_JOB A_:
Can you edit the entries from the line with "Task: indicate the green tree." through the end of the entries, replacing "indicate" with "point to" each time and changing nothing else? Return only those lines.

_SELECTION_:
Monday, November 30, 2020

A Future of Reversals

Note: In my continuing sorting of old papers and documents, I recently found a journal reprint that had been quite popular and was distributed widely during the early 1990s. Brief excerpts are provided below. Today I would not change a word. This piece may show how advanced my thinking was at the time -- or how I have learned nothing new in the last 28 years. -- TGW

“A Future of Reversals:

Dyslexic Talents in a World of Computer Visualization”

by Thomas G West, Washington, DC

 

The Reprint Series, The Orton Dyslexia Society. 

From the Annals of Dyslexia, Vol. 42, 1992. ISSN 0736 –9387, pp.124-139.

_JOB B_:
Can you retype the post word for word from "Note: In my" up to and including "Orton Dyslexia Society."?

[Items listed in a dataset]
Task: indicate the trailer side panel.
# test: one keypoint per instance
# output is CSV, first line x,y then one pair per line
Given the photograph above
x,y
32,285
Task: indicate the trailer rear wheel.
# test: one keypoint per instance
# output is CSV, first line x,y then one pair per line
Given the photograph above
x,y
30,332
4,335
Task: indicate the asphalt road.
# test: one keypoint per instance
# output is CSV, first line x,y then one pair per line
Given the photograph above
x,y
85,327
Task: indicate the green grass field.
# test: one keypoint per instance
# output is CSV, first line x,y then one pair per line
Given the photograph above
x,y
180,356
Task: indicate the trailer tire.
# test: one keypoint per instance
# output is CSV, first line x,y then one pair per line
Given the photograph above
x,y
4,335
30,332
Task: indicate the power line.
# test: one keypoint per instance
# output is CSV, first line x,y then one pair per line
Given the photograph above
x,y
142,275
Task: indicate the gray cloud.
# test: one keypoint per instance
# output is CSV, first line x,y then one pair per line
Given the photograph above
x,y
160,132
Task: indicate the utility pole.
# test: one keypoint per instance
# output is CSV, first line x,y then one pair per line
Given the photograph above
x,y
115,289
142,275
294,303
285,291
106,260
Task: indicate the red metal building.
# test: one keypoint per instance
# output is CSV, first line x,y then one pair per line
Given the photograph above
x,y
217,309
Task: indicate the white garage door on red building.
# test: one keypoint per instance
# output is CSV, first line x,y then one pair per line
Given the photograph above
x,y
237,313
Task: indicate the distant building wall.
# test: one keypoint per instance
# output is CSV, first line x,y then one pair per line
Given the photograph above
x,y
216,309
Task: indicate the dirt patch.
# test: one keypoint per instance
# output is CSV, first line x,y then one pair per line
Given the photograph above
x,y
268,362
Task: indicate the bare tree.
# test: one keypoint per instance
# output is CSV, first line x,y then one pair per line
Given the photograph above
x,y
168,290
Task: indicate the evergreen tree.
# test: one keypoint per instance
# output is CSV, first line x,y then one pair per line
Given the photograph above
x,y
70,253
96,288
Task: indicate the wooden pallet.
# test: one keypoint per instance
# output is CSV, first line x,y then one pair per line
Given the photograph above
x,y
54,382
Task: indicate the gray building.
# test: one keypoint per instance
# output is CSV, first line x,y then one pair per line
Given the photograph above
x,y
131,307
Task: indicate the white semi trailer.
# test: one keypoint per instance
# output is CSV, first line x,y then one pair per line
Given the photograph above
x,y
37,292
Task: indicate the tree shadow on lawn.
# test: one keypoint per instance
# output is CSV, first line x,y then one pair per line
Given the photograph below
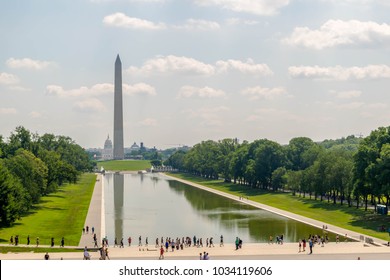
x,y
363,219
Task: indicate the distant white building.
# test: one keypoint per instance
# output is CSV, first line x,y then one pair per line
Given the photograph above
x,y
107,152
134,147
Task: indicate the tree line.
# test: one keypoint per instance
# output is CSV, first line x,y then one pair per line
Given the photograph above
x,y
346,170
32,166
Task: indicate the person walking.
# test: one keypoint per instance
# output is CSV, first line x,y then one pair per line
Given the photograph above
x,y
221,241
311,246
161,253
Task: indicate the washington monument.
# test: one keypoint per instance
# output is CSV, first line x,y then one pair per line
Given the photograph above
x,y
118,111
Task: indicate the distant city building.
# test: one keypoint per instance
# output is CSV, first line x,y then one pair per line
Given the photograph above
x,y
107,153
134,147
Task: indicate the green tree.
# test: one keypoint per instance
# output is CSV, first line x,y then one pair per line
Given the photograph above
x,y
367,165
12,197
32,173
297,153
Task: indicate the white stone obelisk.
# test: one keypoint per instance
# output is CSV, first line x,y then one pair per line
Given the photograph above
x,y
118,112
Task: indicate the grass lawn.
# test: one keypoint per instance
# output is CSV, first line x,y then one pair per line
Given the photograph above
x,y
124,165
60,214
346,217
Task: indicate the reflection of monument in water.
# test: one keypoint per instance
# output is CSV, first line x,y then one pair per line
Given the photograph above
x,y
118,111
118,204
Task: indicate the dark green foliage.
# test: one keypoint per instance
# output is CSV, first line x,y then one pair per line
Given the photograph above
x,y
34,166
336,170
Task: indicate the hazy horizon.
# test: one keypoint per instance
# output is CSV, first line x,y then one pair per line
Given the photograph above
x,y
195,70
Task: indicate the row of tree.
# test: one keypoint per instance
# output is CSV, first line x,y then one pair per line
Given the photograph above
x,y
32,166
345,170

_CORRECT RESULT A_:
Task: point to the green tree.
# test: one keypoint per instance
# output is CSV, first line x,y then one pair per line
Given the photograph above
x,y
367,165
12,197
32,173
297,153
Task: point to the white stone obelisk.
# test: one keypoint per instance
# output is CSV, first line x,y then one pair per line
Given the photograph above
x,y
118,112
Task: point to the grass lawn.
# test: one keypoint per instance
# output is CSV, first line x,y then one pair per line
Given the photograph above
x,y
124,165
60,214
346,217
Task: point to the reflection of monument in water.
# test: one keypoint per instance
# output is CSV, first line x,y then one pair per line
Given the photograph above
x,y
118,111
118,204
Task: point to the dark green foliage.
# test: one keypoint per instance
# output is CSV, first line x,y then one pair per line
Given the photograph above
x,y
34,166
336,170
Task: point to the hazy horizon.
# test: one keypoint per instance
# output is CSV, first line x,y then one pair per line
Given the photograph above
x,y
195,70
Task: point to the row of tree.
# test: one keypoint per instance
# output is CSV, first line x,y then one pair per line
Given the photograph above
x,y
32,166
345,170

_CORRECT RESULT B_:
Note: In my continuing sorting of old papers and documents, I recently found a journal reprint that had been quite popular and was distributed widely during the early 1990s. Brief excerpts are provided below. Today I would not change a word. This piece may show how advanced my thinking was at the time -- or how I have learned nothing new in the last 28 years. -- TGW

“A Future of Reversals:

Dyslexic Talents in a World of Computer Visualization”

by Thomas G West, Washington, DC

 

The Reprint Series, The Orton Dyslexia Society.